**BRIEF 1:**
Please pull out every line of the records below that contains the word "path", treating uppercase and lowercase as different.

**SOURCE TEXT:**
◆ ◆ ◆ ◆ ◆ ◆ ◆

OPINION:
Nov. 21, 1620, was a bitterly cold day off Cape Cod — so cold that the sea spray froze on the coats of the ship’s passengers.
But this was minor in comparison with the other problems they had encountered since leaving Europe. For example, their ship, the Mayflower, was a wine carrier that had been poorly converted to passenger use. It was much too small for 102 people in addition to the crew and forced the mingling of individuals who had little in common with one another. Most passengers were hell-bent only on making money in the New World, while a minority, “the Saints,” as they would be derisively called, hoped to build an economically viable religious community unchallenged by English political authorities.

◆ ◆ ◆ ◆ ◆ ◆ ◆

**LISTING:**
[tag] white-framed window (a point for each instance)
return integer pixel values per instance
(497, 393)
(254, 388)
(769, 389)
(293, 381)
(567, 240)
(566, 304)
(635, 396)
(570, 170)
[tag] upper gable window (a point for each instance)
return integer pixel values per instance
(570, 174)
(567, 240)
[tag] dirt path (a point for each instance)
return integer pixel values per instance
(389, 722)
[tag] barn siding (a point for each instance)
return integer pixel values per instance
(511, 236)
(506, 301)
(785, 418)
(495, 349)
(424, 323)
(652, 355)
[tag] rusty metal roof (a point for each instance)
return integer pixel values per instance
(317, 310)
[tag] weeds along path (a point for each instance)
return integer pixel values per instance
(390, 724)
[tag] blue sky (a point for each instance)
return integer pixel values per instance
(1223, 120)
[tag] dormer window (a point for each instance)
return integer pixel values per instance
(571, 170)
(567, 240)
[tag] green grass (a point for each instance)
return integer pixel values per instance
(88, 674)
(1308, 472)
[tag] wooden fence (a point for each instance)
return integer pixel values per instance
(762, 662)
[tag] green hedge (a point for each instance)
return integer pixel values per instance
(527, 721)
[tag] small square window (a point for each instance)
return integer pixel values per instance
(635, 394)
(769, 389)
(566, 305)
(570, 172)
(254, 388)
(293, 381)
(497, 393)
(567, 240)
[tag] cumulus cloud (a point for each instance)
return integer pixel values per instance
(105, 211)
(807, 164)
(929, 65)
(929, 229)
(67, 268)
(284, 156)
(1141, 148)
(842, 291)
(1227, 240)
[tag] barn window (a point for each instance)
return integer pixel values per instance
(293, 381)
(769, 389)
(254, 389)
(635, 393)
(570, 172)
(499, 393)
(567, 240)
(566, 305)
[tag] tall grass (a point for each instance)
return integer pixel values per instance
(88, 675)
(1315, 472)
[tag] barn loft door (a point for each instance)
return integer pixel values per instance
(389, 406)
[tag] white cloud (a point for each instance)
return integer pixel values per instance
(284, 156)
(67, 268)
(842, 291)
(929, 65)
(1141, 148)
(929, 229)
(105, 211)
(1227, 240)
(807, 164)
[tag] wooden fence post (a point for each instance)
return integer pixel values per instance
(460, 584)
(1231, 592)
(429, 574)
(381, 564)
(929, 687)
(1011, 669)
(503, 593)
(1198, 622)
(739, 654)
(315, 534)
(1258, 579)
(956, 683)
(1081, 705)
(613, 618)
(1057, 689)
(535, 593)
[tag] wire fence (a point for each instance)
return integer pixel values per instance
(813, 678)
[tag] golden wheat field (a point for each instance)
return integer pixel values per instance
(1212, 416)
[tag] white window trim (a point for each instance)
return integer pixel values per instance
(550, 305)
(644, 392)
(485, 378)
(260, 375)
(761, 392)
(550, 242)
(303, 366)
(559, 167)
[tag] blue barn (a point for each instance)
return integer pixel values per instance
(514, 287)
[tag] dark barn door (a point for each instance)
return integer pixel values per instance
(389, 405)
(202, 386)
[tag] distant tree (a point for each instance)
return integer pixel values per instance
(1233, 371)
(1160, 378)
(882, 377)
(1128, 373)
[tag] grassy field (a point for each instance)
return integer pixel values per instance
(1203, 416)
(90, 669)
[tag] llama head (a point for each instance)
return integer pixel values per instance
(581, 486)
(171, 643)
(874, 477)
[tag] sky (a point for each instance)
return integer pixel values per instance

◆ ◆ ◆ ◆ ◆ ◆ ◆

**BRIEF 2:**
Revise the stretch of the Mayflower passage from "But this was" through "English political authorities.", putting "cargo vessel" in place of "wine carrier".

**TASK OUTPUT 1:**
[tag] dirt path (a point for each instance)
[tag] weeds along path (a point for each instance)

**TASK OUTPUT 2:**
But this was minor in comparison with the other problems they had encountered since leaving Europe. For example, their ship, the Mayflower, was a cargo vessel that had been poorly converted to passenger use. It was much too small for 102 people in addition to the crew and forced the mingling of individuals who had little in common with one another. Most passengers were hell-bent only on making money in the New World, while a minority, “the Saints,” as they would be derisively called, hoped to build an economically viable religious community unchallenged by English political authorities.